» **Data for this task**
*-*-*
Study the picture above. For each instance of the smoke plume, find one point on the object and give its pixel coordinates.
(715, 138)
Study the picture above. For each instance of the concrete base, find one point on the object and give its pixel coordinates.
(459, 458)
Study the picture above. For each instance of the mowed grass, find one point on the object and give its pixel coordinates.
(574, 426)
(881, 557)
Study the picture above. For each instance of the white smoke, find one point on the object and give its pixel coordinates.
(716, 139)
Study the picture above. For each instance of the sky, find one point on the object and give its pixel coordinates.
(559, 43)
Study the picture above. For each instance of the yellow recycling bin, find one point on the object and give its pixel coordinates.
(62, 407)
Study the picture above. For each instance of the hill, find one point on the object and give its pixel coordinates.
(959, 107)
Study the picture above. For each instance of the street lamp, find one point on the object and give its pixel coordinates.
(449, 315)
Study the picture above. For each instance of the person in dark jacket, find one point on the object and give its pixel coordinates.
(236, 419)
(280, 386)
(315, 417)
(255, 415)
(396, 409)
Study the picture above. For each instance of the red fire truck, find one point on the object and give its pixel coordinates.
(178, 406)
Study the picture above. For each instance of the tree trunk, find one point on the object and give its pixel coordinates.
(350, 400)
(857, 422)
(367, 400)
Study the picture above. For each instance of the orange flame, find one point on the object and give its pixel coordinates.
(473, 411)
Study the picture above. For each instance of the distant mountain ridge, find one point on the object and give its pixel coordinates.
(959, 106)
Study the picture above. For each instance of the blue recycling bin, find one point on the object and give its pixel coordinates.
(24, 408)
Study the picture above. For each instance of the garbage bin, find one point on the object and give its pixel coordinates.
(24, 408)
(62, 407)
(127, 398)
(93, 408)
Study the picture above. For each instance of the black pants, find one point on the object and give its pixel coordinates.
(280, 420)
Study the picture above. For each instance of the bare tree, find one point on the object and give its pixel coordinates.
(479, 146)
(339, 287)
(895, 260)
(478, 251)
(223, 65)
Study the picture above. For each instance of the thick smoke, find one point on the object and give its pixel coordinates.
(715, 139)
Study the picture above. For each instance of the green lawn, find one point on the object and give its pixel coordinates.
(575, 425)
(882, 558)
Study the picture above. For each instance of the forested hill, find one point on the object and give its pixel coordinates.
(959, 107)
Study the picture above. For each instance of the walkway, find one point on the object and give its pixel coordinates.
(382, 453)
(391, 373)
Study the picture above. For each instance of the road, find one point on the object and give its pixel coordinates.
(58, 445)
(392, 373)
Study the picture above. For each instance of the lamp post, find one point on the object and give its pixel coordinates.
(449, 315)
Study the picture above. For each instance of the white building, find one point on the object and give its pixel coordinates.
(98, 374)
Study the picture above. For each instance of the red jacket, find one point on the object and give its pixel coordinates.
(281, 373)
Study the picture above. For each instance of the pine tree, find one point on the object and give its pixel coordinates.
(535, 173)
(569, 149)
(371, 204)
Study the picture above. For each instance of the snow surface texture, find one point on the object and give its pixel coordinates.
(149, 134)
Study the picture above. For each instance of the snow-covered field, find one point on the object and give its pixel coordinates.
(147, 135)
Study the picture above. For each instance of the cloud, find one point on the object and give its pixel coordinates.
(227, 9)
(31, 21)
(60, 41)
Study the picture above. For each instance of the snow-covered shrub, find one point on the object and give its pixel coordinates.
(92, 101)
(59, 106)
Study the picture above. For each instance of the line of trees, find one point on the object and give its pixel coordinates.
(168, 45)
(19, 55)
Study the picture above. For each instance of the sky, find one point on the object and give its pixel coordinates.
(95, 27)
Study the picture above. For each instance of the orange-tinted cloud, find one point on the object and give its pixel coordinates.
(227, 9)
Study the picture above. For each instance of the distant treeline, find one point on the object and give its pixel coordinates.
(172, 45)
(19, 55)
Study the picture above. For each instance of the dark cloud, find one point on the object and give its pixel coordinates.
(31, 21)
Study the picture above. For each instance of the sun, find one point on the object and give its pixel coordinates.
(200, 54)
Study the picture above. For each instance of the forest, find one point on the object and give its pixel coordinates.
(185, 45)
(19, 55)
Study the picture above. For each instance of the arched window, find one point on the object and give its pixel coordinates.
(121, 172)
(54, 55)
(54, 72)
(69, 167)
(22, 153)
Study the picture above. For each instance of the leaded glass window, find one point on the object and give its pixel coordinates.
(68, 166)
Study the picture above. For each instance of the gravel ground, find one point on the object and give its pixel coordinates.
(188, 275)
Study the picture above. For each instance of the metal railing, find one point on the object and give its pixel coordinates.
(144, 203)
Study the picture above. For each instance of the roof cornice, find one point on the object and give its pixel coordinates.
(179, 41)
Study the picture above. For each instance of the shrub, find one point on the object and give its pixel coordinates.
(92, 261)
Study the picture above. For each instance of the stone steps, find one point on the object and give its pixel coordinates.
*-*-*
» **What is required**
Transcribe the material above in its entirety. Match it exactly.

» **Your solution**
Study the picture above. For each instance of the smoke plume, find one point on the object and give its pixel coordinates.
(715, 138)
Study the picture above. For each instance of the concrete base, find one point on the object and give its pixel coordinates.
(459, 458)
Study the picture above. For each instance of the mowed grass, find one point on the object and give its pixel coordinates.
(574, 426)
(881, 557)
Study the picture above. For each instance of the white smoke, find one point on the object and give its pixel coordinates.
(716, 139)
Study the picture above. For each instance of the sky, find one point on the object and give its pixel coordinates.
(559, 43)
Study the picture above. For each instance of the yellow recycling bin, find one point on the object and give its pixel coordinates.
(62, 407)
Study the picture above. For each instance of the hill, find one point on the object and give its pixel coordinates.
(959, 107)
Study the picture above. For each instance of the street lamp, find one point on the object and give its pixel coordinates.
(449, 315)
Study the picture above. For each instance of the person in dark jacket, find one point on the object and give its pixel coordinates.
(236, 419)
(280, 386)
(315, 417)
(255, 415)
(396, 409)
Study the picture above. For each instance of the red fire truck, find one point on the object and give its pixel coordinates.
(178, 406)
Study the picture above. For each instance of the tree trunk, find one point on the object and give its pixel coordinates.
(350, 400)
(857, 422)
(367, 400)
Study the picture above. For each instance of the orange flame, find one point on the object and give its pixel coordinates.
(473, 411)
Study the picture above. For each instance of the distant mountain ridge, find one point on the object and give its pixel coordinates.
(959, 106)
Study the picture above. For each instance of the blue recycling bin, find one point on the object and give its pixel coordinates.
(24, 408)
Study the picture above. For each instance of the garbage bin, find one point on the object and give its pixel coordinates.
(24, 408)
(62, 407)
(127, 398)
(93, 408)
Study the picture above. For each instance of the black pants, find one point on the object and give its pixel coordinates.
(280, 420)
Study the picture above. For each instance of the bare tree, find one point on the object and give its pixel coordinates.
(479, 146)
(339, 287)
(895, 260)
(478, 251)
(223, 65)
Study the picture above. For each instance of the thick smoke, find one point on the object and give its pixel coordinates.
(715, 139)
Study the picture above. For each instance of the green lawn, find one point on the object and give its pixel coordinates.
(575, 425)
(882, 558)
Study the picture above. For each instance of the forested hill, find one point on the object and give its pixel coordinates.
(959, 107)
Study the picture above. For each instance of the walkway, find one point on the object and give its pixel coordinates.
(382, 453)
(391, 373)
Study the picture above. For each instance of the road, find one point on the object and give its pixel coordinates.
(58, 445)
(392, 373)
Study the picture above. For each instance of the lamp post, find one point on the object and give its pixel coordinates.
(449, 315)
Study the picture above. For each instance of the white building, find one point on the object and give its pixel coordinates.
(98, 374)
Study the picture above. For each instance of the red jacket, find one point on the object and give its pixel coordinates.
(281, 373)
Study the picture above. For each instance of the pine tree, find one point on the object and give its pixel coordinates.
(535, 173)
(569, 149)
(371, 204)
Study the picture above. For each instance of the snow surface texture, find one point on the object and give its pixel coordinates.
(149, 134)
Study the picture above. For each instance of the snow-covered field, find one point on the object and give its pixel coordinates.
(147, 135)
Study the picture above. For each instance of the cloud, find one point on the object and give its pixel coordinates.
(227, 9)
(31, 21)
(60, 41)
Study the picture above. For each instance of the snow-covered shrub, find one point on the object and give its pixel coordinates.
(92, 101)
(59, 106)
Study the picture above. For each instance of the line of trees, find one point on the object and give its pixel coordinates.
(168, 45)
(19, 55)
Study the picture above. For each instance of the sky, find one point on the object and give its pixel coordinates.
(95, 27)
Study the picture above. For each instance of the orange-tinted cloud, find one point on the object and give its pixel coordinates.
(227, 9)
Study the picture above. For each instance of the distant treeline, find one point on the object and give its pixel coordinates.
(172, 45)
(19, 55)
Study the picture above. For each instance of the dark cloud, find one point on the object and give its pixel coordinates.
(31, 21)
Study the picture above. For each instance of the sun, find one point on the object and give its pixel coordinates.
(200, 54)
Study the picture above. For each instance of the forest, find one point on the object and give its pixel coordinates.
(185, 45)
(19, 55)
Study the picture above. For each instance of the arched window, find one point on the object and give its pixel coordinates.
(121, 172)
(54, 55)
(54, 72)
(69, 167)
(22, 153)
Study the picture above. For each instance of the leaded glass window, find one point on the object and give its pixel coordinates.
(68, 166)
Study the picture above. For each instance of the gravel ground, find one point on the object and give its pixel coordinates.
(188, 275)
Study the picture above. For each instance of the metal railing, find one point on the object and give its pixel coordinates.
(144, 203)
Study the picture above. For each instance of the roof cornice, find one point on the object and give its pixel coordinates.
(179, 41)
Study the picture above. For each instance of the shrub, find one point on the object and give its pixel coordinates.
(92, 261)
Study the picture above. For each instance of the stone steps, find one point on the object and give its pixel coordinates.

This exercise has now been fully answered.